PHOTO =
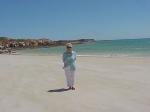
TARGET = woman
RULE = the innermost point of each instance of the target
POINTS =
(69, 58)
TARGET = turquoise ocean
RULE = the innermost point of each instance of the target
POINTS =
(122, 47)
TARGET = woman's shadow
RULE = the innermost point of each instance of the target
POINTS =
(59, 90)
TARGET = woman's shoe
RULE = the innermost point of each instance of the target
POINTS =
(73, 88)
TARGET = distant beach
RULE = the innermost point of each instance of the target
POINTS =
(106, 48)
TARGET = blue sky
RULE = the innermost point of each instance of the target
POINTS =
(73, 19)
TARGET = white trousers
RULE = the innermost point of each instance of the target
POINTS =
(69, 76)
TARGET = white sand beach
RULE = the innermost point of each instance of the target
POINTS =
(103, 84)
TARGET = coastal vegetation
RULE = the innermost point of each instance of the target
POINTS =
(9, 44)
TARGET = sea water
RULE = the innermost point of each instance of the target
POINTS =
(122, 47)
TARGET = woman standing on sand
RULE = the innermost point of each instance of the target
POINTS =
(69, 58)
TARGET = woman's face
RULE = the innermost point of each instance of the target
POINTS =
(69, 49)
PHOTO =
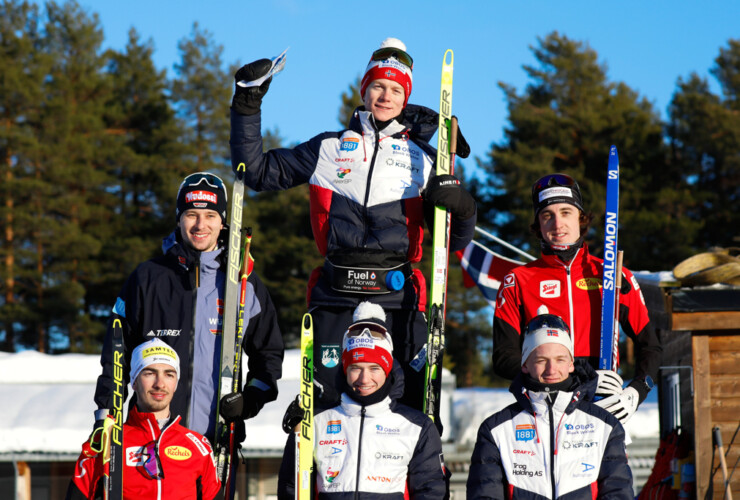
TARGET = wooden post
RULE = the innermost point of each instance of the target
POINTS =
(22, 481)
(702, 413)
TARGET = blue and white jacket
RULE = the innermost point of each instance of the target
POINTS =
(365, 190)
(534, 449)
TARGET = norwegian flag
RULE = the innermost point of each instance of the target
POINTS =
(485, 268)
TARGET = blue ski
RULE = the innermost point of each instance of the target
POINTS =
(609, 325)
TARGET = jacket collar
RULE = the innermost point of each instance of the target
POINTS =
(418, 122)
(584, 389)
(579, 261)
(147, 421)
(352, 408)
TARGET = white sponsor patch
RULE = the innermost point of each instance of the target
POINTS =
(509, 280)
(549, 289)
(202, 449)
(555, 191)
(135, 456)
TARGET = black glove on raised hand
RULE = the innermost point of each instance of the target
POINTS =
(242, 405)
(247, 100)
(446, 191)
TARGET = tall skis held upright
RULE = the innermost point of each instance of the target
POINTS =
(229, 324)
(446, 138)
(609, 344)
(245, 271)
(305, 435)
(114, 490)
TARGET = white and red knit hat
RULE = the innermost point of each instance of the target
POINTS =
(152, 352)
(389, 67)
(367, 339)
(545, 328)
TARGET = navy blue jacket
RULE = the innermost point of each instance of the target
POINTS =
(158, 300)
(365, 190)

Directive — Convert the listing into a JSON list of strings with one string per line, omitting blank lines and the pictures.

Finished answer —
[
  "PHOTO =",
  "TARGET = woman",
  "RULE = the innermost point of each instance of the target",
  "POINTS =",
  "(69, 58)",
  "TARGET = turquoise ocean",
  "RULE = the innermost point of each instance of the target",
  "POINTS =",
  "(122, 47)",
  "TARGET = woman's shadow",
  "RULE = the innermost point of each instance of the target",
  "POINTS =",
  "(59, 90)",
  "TARGET = woman's shoe",
  "RULE = the innermost point of each instance of the target",
  "POINTS =",
  "(73, 88)",
  "TARGET = distant beach",
  "RULE = the innermost point of each instance of the target",
  "POINTS =",
  "(106, 48)",
  "TARGET = blue sky",
  "RULE = the innermost point of each instance of the target",
  "POINTS =",
  "(73, 19)",
  "TARGET = white trousers",
  "RULE = the innermost point of each instance of the target",
  "POINTS =",
  "(69, 76)",
  "TARGET = white sand beach",
  "RULE = the innermost point of each instance of the target",
  "POINTS =",
  "(103, 84)",
  "TARGET = coastal vegetation",
  "RULE = the innermost point of each instance of the target",
  "POINTS =",
  "(9, 44)",
  "TARGET = sea water",
  "RULE = the innermost point of each instance of the target",
  "POINTS =",
  "(122, 47)",
  "TARGET = woman standing on sand",
  "RULE = the innermost point of each instance of the target",
  "POINTS =",
  "(69, 58)",
  "TARGET = woman's face",
  "RULE = the innermost point of each instance of the target",
  "POINTS =",
  "(69, 49)",
  "PHOTO =",
  "TARGET = wooden post",
  "RULE = the innermost point of each instance of the target",
  "POINTS =",
  "(22, 481)",
  "(702, 413)",
  "TARGET = blue and white jacket",
  "RULE = the innermost point of each instance of the target",
  "POINTS =",
  "(365, 190)",
  "(534, 449)",
  "TARGET = norwegian flag",
  "RULE = the innermost point of each instance of the target",
  "POINTS =",
  "(485, 268)",
  "TARGET = blue ski",
  "RULE = the innermost point of each instance of the target",
  "POINTS =",
  "(609, 325)",
  "TARGET = jacket collar",
  "RULE = the innermost point of each instance of the target",
  "POINTS =",
  "(418, 122)",
  "(584, 389)",
  "(579, 261)",
  "(147, 421)",
  "(352, 408)",
  "TARGET = white sponsor patch",
  "RULE = the innermost point of each instance of the target",
  "POINTS =",
  "(509, 280)",
  "(549, 289)",
  "(202, 449)",
  "(555, 191)",
  "(135, 456)",
  "TARGET = black glove on raised hand",
  "RULE = the innermost point of each instance of the target",
  "POINTS =",
  "(242, 405)",
  "(247, 100)",
  "(446, 191)",
  "TARGET = tall skis held upright",
  "RULE = the innermost point of each instance of the target",
  "POINTS =",
  "(229, 324)",
  "(446, 138)",
  "(609, 344)",
  "(245, 271)",
  "(305, 435)",
  "(114, 490)",
  "TARGET = white and red knit hat",
  "RULE = the innermost point of each instance of the target",
  "POINTS =",
  "(152, 352)",
  "(389, 67)",
  "(367, 339)",
  "(545, 328)",
  "TARGET = navy blue jacket",
  "RULE = the innermost point of each instance of the target",
  "POINTS =",
  "(158, 300)",
  "(365, 190)"
]